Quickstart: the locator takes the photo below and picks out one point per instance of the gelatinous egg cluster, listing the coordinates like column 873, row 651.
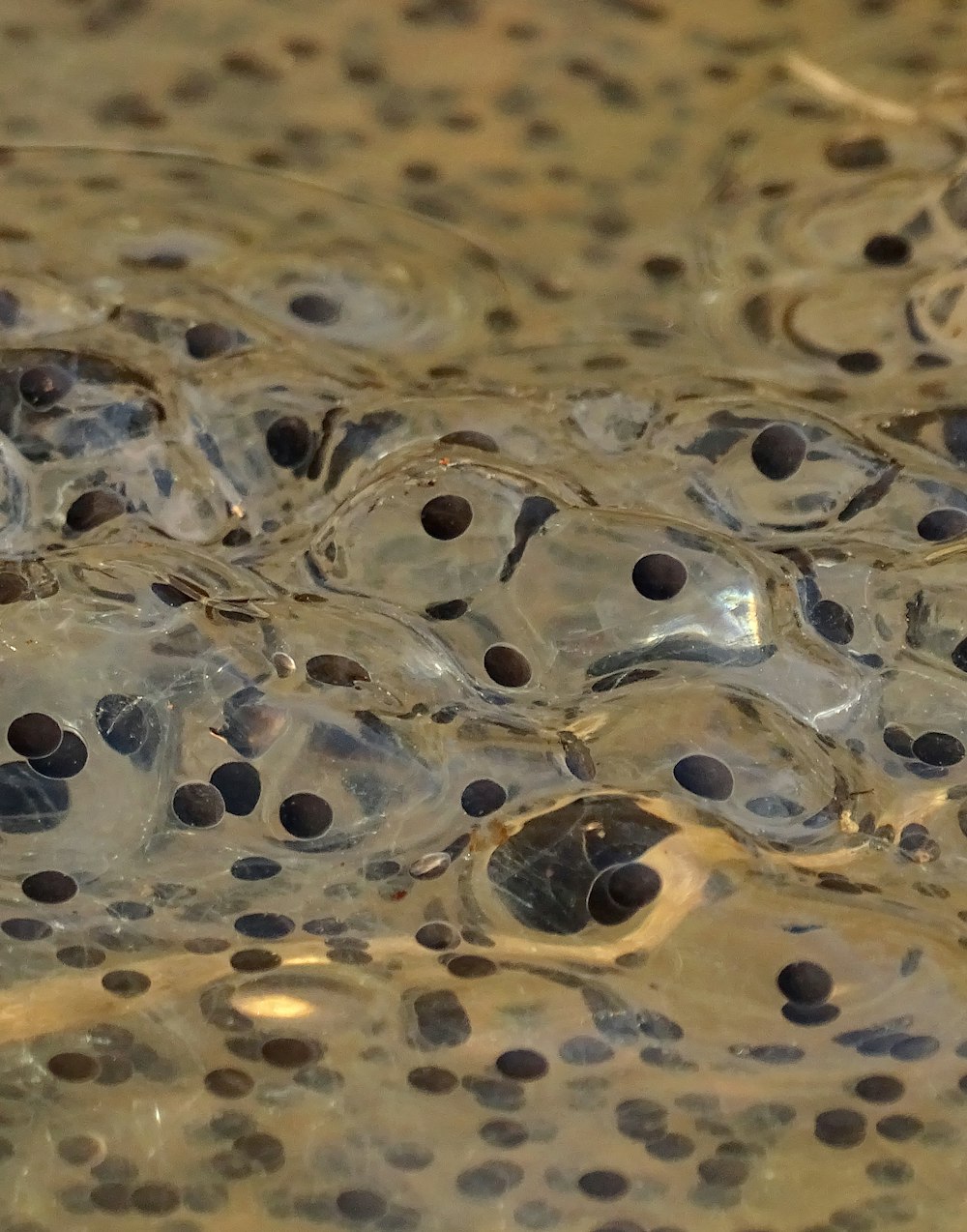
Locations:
column 445, row 787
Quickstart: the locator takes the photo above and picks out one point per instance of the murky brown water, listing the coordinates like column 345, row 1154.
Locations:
column 484, row 680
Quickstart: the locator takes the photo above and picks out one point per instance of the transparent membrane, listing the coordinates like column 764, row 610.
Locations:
column 478, row 756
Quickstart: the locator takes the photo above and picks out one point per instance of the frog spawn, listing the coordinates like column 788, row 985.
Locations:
column 413, row 805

**PROMPT**
Wherever the word "photo" appears in a line of the data above, copy that line.

**SOLUTION TO THE PROBLEM**
Quickstart: the locator takes the photo below and picks out one point per instance of the gelatinous egg cluster, listing the coordinates like column 873, row 651.
Quickstart: the locator takes the photo above and picks out one point per instance of the murky brown water, listing the coordinates like column 345, row 1154.
Quickstart: the locator takes the photo above and picks out one point per instance of the transparent membrane, listing the coordinates like column 764, row 610.
Quickstart: the locator takes the photo above and picks out one point per instance of the frog spawn, listing the coordinates like column 788, row 985.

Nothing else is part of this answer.